### SOURCE MATERIAL:

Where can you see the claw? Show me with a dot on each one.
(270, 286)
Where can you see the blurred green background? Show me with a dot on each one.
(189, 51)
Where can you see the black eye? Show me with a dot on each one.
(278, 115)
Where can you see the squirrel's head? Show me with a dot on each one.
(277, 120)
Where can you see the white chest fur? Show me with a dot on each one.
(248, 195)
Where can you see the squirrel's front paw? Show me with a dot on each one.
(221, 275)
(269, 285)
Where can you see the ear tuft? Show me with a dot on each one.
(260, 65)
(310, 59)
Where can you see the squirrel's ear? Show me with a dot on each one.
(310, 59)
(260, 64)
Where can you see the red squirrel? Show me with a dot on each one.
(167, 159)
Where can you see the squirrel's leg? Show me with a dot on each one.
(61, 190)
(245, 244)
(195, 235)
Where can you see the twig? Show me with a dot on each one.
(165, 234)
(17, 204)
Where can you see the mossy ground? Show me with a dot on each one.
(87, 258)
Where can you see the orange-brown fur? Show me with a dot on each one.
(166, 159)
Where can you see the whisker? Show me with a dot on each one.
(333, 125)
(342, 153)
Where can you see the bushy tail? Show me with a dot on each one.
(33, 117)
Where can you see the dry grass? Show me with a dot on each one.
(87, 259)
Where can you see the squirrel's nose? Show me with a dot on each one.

...

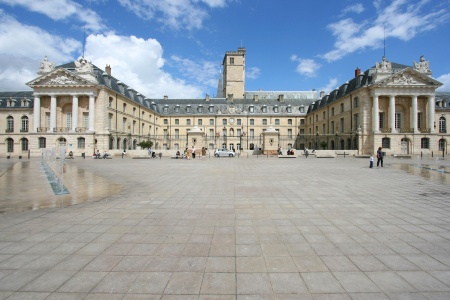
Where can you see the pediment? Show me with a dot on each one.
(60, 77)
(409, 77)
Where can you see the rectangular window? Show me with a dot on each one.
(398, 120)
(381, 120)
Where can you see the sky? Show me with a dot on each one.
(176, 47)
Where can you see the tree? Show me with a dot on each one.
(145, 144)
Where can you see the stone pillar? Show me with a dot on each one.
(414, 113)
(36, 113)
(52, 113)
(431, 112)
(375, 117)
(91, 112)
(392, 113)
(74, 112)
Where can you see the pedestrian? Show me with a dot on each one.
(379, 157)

==

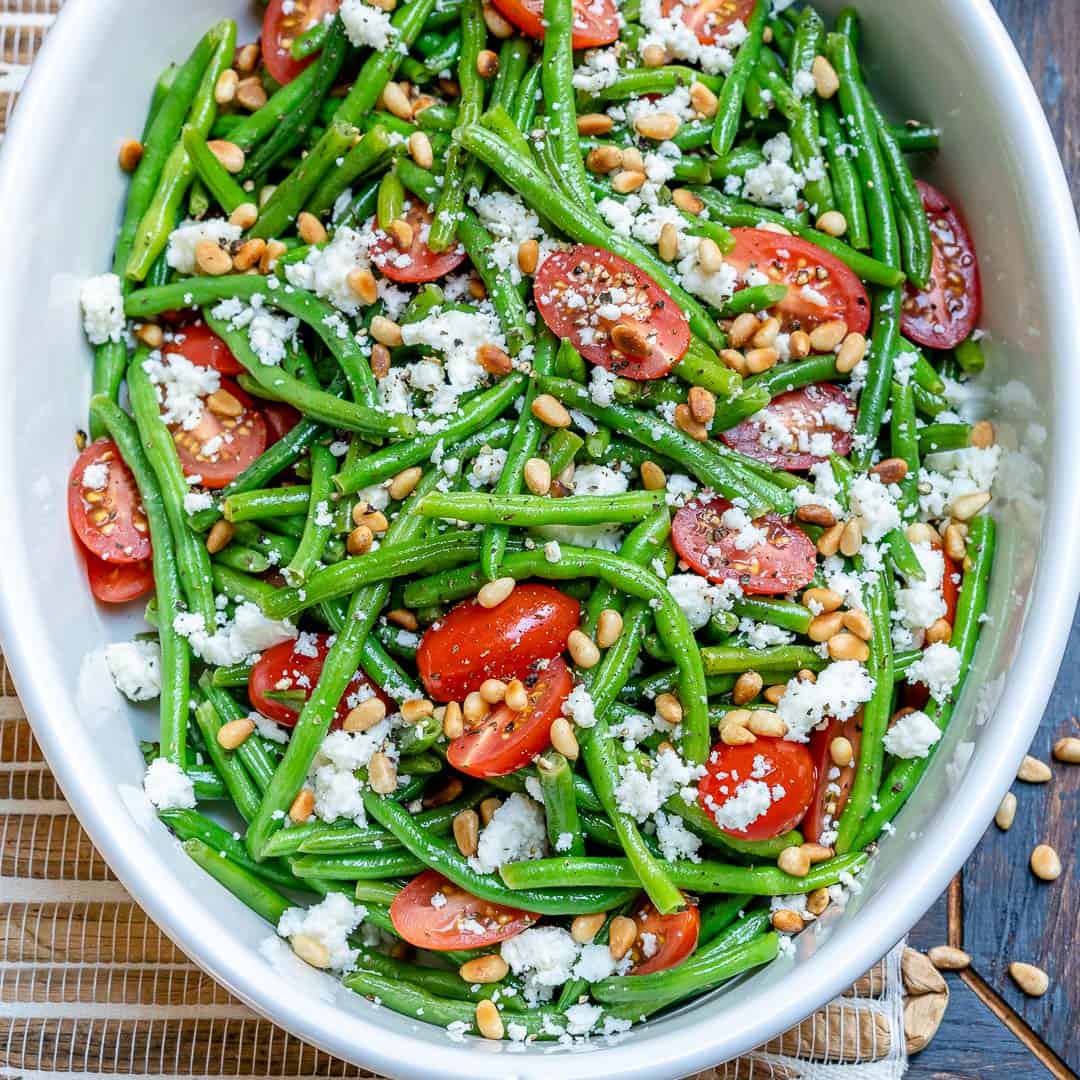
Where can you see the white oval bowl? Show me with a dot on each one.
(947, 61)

### DIRECTIONS FOR THIS TASK:
Would you print exactly and only the lines of the material above that run from the line with "Where can you see the blurred" through the line with "Where can you see the squirrel's nose?", both included?

### RESULT OF THE EXERCISE:
Where can you see the blurred green background? Show me with a dot on each one.
(189, 51)
Where can you see the black eye? Show me with a dot on each one.
(278, 115)
Where can you see the squirrel's head? Show me with a dot on each one.
(277, 120)
Where can you see the white chest fur? Show me with a dot on each one.
(248, 195)
Where can you see the squirrel's front paw? Show me with a dot on each one.
(221, 275)
(269, 285)
Where can you see the ear tuft? Show me with a dot on each one.
(260, 65)
(310, 59)
Where can you see the squirrel's ear? Show me with a dot on each one.
(310, 59)
(260, 64)
Where can you see the red squirrel? Show me with a dot on each one.
(167, 159)
Where can you see the squirrel's leg? Show me with a dot on each one.
(61, 190)
(245, 244)
(195, 235)
Where can you see the twig? Show me with a dot on each one.
(165, 234)
(17, 204)
Where can you see the mossy ground? Show me with a dot on each one.
(87, 258)
Where can you see the orange-brown fur? Show me with a dot on each one.
(166, 159)
Where can you see the whisker? Show me with a dot on each one.
(333, 125)
(342, 153)
Where can you see the bushy tail? Show me with a dot on each one.
(33, 117)
Where can you see the dry grass? Show me with a dot on each one.
(87, 259)
Where can you see the squirrel's nose? Show me with a dot on each one.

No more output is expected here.